● **Objetivo**: Devolva, sem mudar nada, a parte do texto sobre a seca na Argentina que vai de "Buenos Aires, Argentina, 25/1/2012" até "de origem agropecuária.", com esses dois pontos incluídos.
━━━━━ Trecho do documento ━━━━━
Buenos Aires, Argentina, 25/1/2012 – A escassez de umidade na zona agropecuária mais produtiva da Argentina já provocou uma queda na produção de grãos – sobretudo milho e soja –, com as consequentes perdas para os produtores e o fisco. No momento, a seca deste verão austral parece menos intensa do que a que afetou a colheita 2008-2009, considerada a mais grave em cem anos e que causou queda superior a 37% na produção agrícola e perda de gado.
Entretanto, e apesar do alívio pelas chuvas que caíram no começo desta quarta semana de janeiro, já se estima perdas na produção de grãos, nas exportações e na arrecadação tributária. Na Argentina, os cereais representam 38% das vendas externas, sem contar as manufaturas de origem agropecuária.
“Para este ano esperava-se uma produção recorde de 111 milhões de toneladas de grãos, mas com esta falta de chuva calculamos, agora, uma queda para 97 milhões de toneladas”, disse à IPS o analista Gustavo López, da consultoria Agritrend Argentina. López alertou que o cultivo “mais complicado” atualmente é o milho, com acentuadas perdas inclusive se começar a chover abundantemente, e não se animou a descartar a possibilidade de se repetirem os níveis de perdas de 2008-2009.
A Argentina é o segundo exportador mundial de milho, depois dos Estados Unidos. Em 2011 foram colhidos 23 milhões de toneladas e para este ano a projeção é de 29 milhões, mas, com sorte, se chegará a 22 milhões de toneladas, estimou López. O Ministério da Agricultura já criou um Fundo de Emergência de quase US$ 120 milhões para apoiar o financiamento dos pequenos produtores mais afetados pelas perdas.
Empresários rurais afirmam que a queda na produção em algumas regiões chega a 30% e em outras é menor ou nula. O certo é que, ao contrário do previsto, a colheita total não vai superar a de 2011, que foi de 103 milhões de toneladas.
“Não sabemos o que pode acontecer”, declarou à IPS o deputado Omar Barchetta, do Partido Socialista e dirigente da Federação Agrária Argentina, que agrupa pequenos e médios produtores. “Não sei se esta seca será mais leve ou pior do que a anterior, até agora se vê um panorama complicado. Hoje falei com um produtor do sul da província de Santa Fé que perdeu todo o milho e 30% da soja”, afirmou.
Barchetta disse que a região central do país, a mais produtiva, é a mais afetada pelo fenômeno La Niña, que altera o regime pluviométrico, provocando escassez de chuva na Argentina, no Uruguai, parte do Paraguai e Brasil.
━━━━━ Trecho dos dados ━━━━━
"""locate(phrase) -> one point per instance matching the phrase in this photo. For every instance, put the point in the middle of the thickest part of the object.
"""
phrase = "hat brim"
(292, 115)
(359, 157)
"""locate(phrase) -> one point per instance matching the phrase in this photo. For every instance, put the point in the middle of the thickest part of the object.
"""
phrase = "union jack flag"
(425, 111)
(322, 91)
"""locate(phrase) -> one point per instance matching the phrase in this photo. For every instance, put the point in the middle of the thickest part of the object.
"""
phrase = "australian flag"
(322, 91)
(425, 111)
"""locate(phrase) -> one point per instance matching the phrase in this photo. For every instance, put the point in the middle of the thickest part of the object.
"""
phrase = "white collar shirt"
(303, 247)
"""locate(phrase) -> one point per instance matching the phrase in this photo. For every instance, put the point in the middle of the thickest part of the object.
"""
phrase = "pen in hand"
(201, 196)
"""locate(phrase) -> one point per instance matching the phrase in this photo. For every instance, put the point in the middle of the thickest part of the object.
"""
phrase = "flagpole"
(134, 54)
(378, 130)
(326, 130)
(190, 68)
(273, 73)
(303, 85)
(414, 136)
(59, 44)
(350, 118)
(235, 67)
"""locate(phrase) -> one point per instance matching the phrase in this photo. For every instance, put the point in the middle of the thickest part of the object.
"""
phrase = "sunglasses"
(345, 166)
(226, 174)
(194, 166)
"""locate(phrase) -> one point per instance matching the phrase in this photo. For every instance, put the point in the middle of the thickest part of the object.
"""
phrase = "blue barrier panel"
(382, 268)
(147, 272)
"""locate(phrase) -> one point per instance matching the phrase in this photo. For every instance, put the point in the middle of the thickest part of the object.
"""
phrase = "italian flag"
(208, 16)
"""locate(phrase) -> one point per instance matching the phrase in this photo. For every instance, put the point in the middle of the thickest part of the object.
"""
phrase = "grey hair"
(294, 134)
━━━━━
● **Solução do problema**:
Buenos Aires, Argentina, 25/1/2012 – A escassez de umidade na zona agropecuária mais produtiva da Argentina já provocou uma queda na produção de grãos – sobretudo milho e soja –, com as consequentes perdas para os produtores e o fisco. No momento, a seca deste verão austral parece menos intensa do que a que afetou a colheita 2008-2009, considerada a mais grave em cem anos e que causou queda superior a 37% na produção agrícola e perda de gado.
Entretanto, e apesar do alívio pelas chuvas que caíram no começo desta quarta semana de janeiro, já se estima perdas na produção de grãos, nas exportações e na arrecadação tributária. Na Argentina, os cereais representam 38% das vendas externas, sem contar as manufaturas de origem agropecuária.